Every line below that holds the string "petal" should be copied.

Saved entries
--

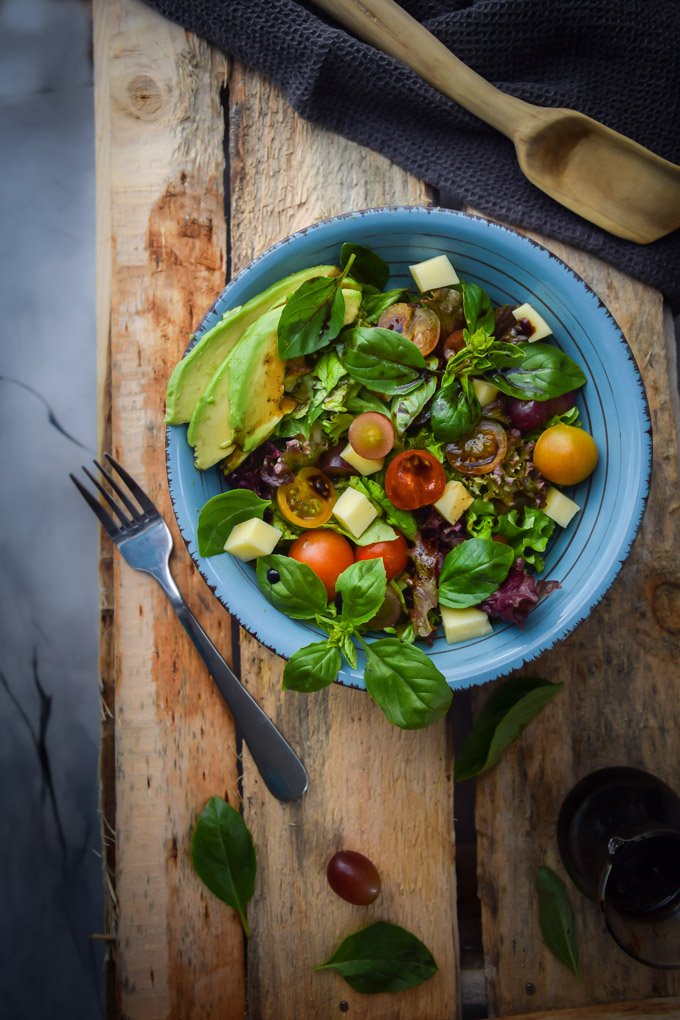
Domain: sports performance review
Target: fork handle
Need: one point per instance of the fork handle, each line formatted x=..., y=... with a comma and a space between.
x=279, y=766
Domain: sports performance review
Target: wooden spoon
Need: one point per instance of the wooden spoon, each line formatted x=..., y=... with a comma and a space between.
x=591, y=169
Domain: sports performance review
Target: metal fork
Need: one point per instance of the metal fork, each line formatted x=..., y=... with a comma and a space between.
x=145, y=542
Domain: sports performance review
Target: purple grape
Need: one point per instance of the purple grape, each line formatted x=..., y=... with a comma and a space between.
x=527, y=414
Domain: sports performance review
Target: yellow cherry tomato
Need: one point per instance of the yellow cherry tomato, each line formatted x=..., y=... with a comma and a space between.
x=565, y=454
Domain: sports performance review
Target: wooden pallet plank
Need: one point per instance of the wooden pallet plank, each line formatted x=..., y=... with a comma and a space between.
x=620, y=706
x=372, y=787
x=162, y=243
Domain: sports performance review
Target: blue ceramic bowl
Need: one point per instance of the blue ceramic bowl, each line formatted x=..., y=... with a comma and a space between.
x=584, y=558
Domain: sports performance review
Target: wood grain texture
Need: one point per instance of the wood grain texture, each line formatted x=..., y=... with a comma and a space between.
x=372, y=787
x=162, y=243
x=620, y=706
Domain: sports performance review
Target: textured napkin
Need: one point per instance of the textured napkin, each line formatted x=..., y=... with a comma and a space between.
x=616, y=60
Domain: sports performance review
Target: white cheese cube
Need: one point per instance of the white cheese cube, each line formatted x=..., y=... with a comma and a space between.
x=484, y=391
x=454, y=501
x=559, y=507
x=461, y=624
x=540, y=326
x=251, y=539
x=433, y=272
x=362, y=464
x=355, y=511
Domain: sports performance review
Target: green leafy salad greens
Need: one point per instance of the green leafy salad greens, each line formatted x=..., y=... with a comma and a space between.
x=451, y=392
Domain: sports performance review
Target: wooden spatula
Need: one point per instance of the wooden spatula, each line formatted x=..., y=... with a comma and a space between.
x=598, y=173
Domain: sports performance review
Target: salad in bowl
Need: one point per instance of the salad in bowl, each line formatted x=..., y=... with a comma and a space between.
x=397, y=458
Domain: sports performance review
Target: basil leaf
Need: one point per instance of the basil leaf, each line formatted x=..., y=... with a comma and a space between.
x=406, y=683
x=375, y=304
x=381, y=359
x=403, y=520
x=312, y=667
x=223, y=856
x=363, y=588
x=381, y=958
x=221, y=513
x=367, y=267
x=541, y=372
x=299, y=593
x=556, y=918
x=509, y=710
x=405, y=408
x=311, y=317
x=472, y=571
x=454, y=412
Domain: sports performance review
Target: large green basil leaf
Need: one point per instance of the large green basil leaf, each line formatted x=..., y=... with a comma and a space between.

--

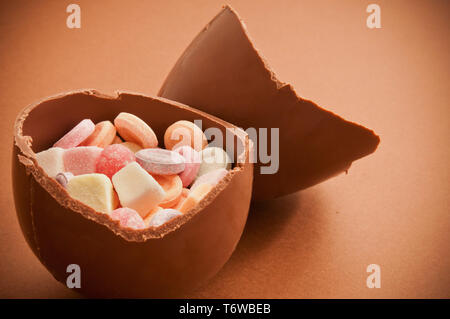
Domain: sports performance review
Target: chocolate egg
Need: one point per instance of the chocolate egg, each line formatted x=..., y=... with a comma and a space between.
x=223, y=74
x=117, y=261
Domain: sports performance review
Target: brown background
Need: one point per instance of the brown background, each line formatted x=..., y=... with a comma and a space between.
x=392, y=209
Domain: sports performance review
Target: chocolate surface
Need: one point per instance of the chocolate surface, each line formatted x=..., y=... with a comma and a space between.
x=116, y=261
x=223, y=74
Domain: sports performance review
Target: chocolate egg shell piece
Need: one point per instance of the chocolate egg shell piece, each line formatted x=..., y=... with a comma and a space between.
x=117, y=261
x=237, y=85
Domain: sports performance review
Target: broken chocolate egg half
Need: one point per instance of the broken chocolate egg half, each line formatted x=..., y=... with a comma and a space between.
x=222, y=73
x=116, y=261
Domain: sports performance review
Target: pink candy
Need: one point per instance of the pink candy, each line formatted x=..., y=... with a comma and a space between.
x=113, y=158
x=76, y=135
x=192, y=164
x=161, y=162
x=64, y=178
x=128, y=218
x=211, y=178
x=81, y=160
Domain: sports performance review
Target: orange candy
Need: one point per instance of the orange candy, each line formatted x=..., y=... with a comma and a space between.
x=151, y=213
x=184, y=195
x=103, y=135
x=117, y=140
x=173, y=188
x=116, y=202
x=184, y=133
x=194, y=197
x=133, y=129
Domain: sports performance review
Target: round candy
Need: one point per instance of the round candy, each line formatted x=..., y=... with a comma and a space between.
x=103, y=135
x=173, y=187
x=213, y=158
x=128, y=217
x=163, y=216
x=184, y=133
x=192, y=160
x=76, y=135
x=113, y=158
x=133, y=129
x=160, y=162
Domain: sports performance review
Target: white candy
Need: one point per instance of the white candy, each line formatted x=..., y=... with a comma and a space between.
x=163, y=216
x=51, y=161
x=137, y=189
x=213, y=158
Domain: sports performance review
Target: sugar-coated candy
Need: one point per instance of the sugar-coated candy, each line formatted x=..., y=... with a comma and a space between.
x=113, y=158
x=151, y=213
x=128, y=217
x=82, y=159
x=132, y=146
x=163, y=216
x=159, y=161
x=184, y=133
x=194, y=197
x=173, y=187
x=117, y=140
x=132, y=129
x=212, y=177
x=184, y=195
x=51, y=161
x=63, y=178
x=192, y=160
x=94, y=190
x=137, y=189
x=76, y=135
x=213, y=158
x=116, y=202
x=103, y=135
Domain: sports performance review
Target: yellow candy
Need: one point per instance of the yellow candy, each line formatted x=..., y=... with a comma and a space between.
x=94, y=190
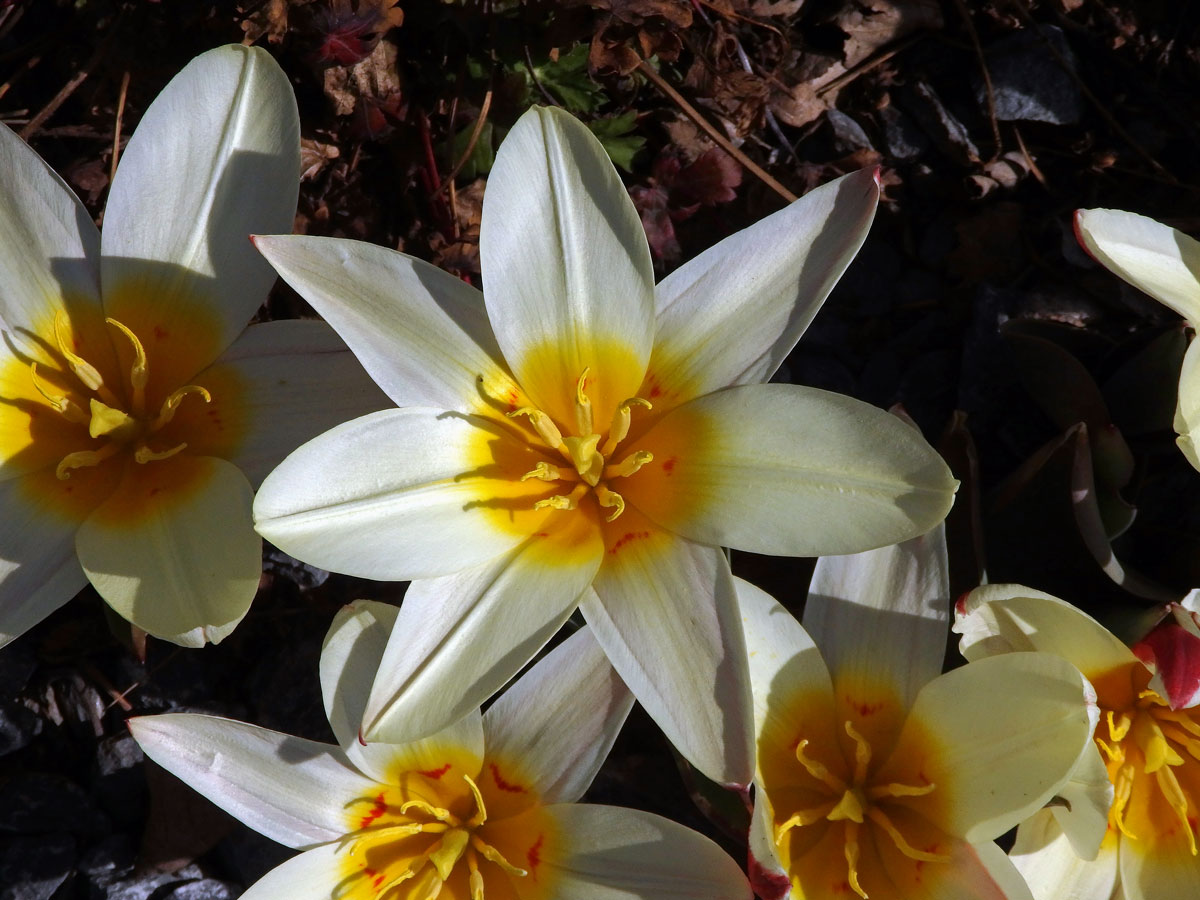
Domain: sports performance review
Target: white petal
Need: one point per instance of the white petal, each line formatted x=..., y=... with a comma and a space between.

--

* Exercise response
Target: white petal
Need: one point per instance of the white petal, each line formatted x=..., y=... with a comma and a space between.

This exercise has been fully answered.